### TASK PROMPT:
Beginning with the line that has "Check that each instance of the green metal" in it, transcribe the listing exactly through its final line, and add nothing.
+---+
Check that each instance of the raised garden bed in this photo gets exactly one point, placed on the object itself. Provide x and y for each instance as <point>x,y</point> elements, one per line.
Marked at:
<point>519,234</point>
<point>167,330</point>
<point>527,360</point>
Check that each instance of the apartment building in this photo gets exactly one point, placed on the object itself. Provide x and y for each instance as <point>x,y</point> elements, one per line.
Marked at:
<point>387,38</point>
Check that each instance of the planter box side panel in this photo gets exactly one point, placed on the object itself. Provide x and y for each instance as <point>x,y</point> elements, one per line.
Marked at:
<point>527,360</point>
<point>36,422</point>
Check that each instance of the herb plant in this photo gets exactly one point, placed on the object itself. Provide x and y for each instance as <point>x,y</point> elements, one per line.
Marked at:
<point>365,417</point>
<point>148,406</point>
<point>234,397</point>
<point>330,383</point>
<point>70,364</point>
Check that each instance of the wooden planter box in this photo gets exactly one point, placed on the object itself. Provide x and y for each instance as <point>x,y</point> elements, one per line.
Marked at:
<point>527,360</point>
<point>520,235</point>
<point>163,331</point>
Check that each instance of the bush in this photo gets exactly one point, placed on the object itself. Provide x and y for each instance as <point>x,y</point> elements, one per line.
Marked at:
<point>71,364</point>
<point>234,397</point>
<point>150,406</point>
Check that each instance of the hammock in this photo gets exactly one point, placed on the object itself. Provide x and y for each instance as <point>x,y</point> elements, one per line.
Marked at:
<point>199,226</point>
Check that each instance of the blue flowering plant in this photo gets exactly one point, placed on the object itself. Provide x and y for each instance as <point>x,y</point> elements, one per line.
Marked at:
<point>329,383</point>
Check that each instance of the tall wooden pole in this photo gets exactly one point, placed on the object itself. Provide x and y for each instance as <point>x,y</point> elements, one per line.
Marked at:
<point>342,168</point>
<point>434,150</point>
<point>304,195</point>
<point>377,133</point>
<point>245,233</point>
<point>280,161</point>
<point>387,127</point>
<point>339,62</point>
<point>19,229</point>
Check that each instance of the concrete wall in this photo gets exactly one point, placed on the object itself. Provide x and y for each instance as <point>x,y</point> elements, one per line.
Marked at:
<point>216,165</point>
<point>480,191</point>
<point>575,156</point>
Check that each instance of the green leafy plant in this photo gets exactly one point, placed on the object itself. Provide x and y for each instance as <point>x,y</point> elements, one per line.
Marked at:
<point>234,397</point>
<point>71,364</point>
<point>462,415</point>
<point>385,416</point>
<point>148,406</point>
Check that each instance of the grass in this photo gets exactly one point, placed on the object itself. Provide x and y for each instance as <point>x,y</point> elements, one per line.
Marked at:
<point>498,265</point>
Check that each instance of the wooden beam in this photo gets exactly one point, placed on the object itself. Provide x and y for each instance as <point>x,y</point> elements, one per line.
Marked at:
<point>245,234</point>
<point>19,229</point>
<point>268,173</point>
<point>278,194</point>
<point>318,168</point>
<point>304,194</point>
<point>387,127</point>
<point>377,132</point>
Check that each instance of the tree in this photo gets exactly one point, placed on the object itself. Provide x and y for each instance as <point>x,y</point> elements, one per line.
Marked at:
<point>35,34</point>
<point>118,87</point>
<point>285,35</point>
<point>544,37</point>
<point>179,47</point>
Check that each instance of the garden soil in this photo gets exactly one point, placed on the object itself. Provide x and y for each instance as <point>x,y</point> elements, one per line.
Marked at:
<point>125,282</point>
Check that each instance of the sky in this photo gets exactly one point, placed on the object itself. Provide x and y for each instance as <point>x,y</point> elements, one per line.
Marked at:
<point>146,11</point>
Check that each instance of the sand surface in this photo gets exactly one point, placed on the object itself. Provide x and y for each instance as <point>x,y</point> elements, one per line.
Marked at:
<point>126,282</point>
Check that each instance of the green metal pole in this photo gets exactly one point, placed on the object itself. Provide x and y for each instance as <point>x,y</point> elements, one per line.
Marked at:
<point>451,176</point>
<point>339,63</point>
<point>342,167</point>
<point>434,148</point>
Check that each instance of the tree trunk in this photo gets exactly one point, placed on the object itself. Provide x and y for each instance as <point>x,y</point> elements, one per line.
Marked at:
+---+
### SOLUTION:
Check that each instance of the green metal pole in this photo gets exactly one point, placed on the object itself. Provide x and y for each instance as <point>x,y</point> elements, one per line.
Marked at:
<point>451,176</point>
<point>339,63</point>
<point>342,167</point>
<point>434,148</point>
Check that each instance of the tree trunk in this photo gets exactly one point, placed on the object itself. Provide x and y for each instance as <point>x,y</point> elements, one per line.
Marked at:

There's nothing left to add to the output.